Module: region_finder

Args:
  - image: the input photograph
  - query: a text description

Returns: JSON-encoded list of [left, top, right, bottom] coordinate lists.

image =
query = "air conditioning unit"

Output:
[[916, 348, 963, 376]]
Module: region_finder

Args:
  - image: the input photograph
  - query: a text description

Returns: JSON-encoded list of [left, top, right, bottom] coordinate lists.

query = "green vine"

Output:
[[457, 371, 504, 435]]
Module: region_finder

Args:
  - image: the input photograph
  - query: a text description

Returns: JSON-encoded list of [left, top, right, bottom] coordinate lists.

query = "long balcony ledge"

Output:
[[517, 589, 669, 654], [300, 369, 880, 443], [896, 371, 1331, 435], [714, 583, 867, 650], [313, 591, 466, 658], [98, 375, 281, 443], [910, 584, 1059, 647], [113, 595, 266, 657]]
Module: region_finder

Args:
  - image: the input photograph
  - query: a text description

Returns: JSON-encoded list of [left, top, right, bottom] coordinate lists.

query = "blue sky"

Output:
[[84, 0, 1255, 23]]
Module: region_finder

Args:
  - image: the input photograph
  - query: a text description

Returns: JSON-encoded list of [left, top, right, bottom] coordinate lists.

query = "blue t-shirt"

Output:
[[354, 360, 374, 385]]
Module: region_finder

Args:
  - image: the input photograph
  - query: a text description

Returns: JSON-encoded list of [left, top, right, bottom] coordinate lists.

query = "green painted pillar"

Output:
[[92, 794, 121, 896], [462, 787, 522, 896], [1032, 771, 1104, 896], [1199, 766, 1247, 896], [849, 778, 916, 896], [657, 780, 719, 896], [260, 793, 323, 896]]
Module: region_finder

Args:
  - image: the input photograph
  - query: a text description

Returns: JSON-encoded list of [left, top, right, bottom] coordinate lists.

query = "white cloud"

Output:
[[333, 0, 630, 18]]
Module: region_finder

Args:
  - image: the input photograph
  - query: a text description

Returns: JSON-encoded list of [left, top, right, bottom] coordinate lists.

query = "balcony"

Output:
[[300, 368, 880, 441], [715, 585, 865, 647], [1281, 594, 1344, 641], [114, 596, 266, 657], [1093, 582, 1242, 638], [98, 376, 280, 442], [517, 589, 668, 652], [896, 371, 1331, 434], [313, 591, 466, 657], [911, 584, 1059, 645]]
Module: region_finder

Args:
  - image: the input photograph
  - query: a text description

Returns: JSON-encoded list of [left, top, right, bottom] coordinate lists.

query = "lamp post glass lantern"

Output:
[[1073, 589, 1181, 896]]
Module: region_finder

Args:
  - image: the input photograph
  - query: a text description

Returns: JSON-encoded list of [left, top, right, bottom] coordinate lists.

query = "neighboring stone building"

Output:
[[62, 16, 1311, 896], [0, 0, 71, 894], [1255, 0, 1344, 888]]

## DIRECTIONS FOR THIS TASK
Return every one of the items above word for word, without altering anything.

## REPLY
Module: region_finder

Args:
  - image: the input photograph
  - query: a text description

Returns: JSON-encoded list of [left, top, right, bottom] coordinate lists.

image =
query = "air conditioning unit"

Output:
[[916, 348, 963, 376]]
Module: region_finder

Args:
  - image: the input photograph
  - query: a text description

Returns: JSON-encoded list of [left, top, right, bottom] coordinate lists.

query = "green vine"

Output:
[[457, 371, 504, 435]]
Module: region_finder

Args:
  - image: the input photograph
  - query: a text description

Returns: JSON-encoded list of [left, top, right, bottom] coordinate lists.

query = "long balcony ledge"

Output:
[[517, 589, 669, 654], [300, 369, 880, 443], [896, 371, 1331, 435], [714, 583, 867, 650], [313, 591, 466, 658], [98, 375, 281, 443], [910, 584, 1059, 647], [113, 595, 266, 657]]
Module: region_finder

Args:
  - image: the input photograph
  - query: a text description

Returns: JSON-encoded list of [left, top, right, bottom] coordinate lists.

query = "blue sky"

Output:
[[84, 0, 1255, 23]]
Module: region_finder

Args:
  - image: the input photograph
  - query: a text description

Returns: JSON-encoded list of [left, top, right, bottom] coordinate lists.

query = "blue t-shirt"

Output:
[[354, 360, 374, 385]]
Module: region_finder

Args:
  - image: the input photograph
  - query: a text description

Returns: JSON-encoded list of [left, top, right, bottom] coordinate lists.

query = "green painted pillar"

Output:
[[92, 794, 121, 896], [462, 787, 522, 896], [1032, 771, 1104, 896], [1199, 766, 1247, 896], [849, 778, 916, 896], [657, 780, 719, 896], [260, 793, 323, 896]]
Module: region_finder

Args:
  - image: the input photograph
  - query: a text description

Returns: JSON-encoded list of [left, top, right, bottom] coordinate lists.

query = "white cloud"

Output:
[[333, 0, 630, 18]]
Module: region_finder

Args:
  - image: the input photograph
  - query: a text description

Returns: JSON-encoded list of [left, top, right, bottom] coordinate lists.

query = "balcony"

Output:
[[300, 368, 880, 441], [715, 585, 865, 647], [1281, 594, 1344, 641], [114, 596, 266, 657], [1093, 582, 1242, 638], [98, 376, 280, 442], [517, 589, 668, 652], [896, 371, 1331, 434], [313, 591, 466, 657], [911, 584, 1059, 645]]
Module: region_finder

Args:
  - image: the input photograph
  - query: a text description

Returns: JSON-encoded list of [left, top, right, bottom] coordinate lists.

query = "lamp post glass lantern"

Output:
[[1073, 589, 1181, 896]]
Module: region_finder

Args:
  - image: the input photograph
  - query: a text description

Returns: JSON-encoded list of [left, top, right, bottom] coordinate lists.

query = "neighboring stone building"

Output:
[[62, 16, 1311, 896], [0, 0, 71, 894], [1255, 0, 1344, 888]]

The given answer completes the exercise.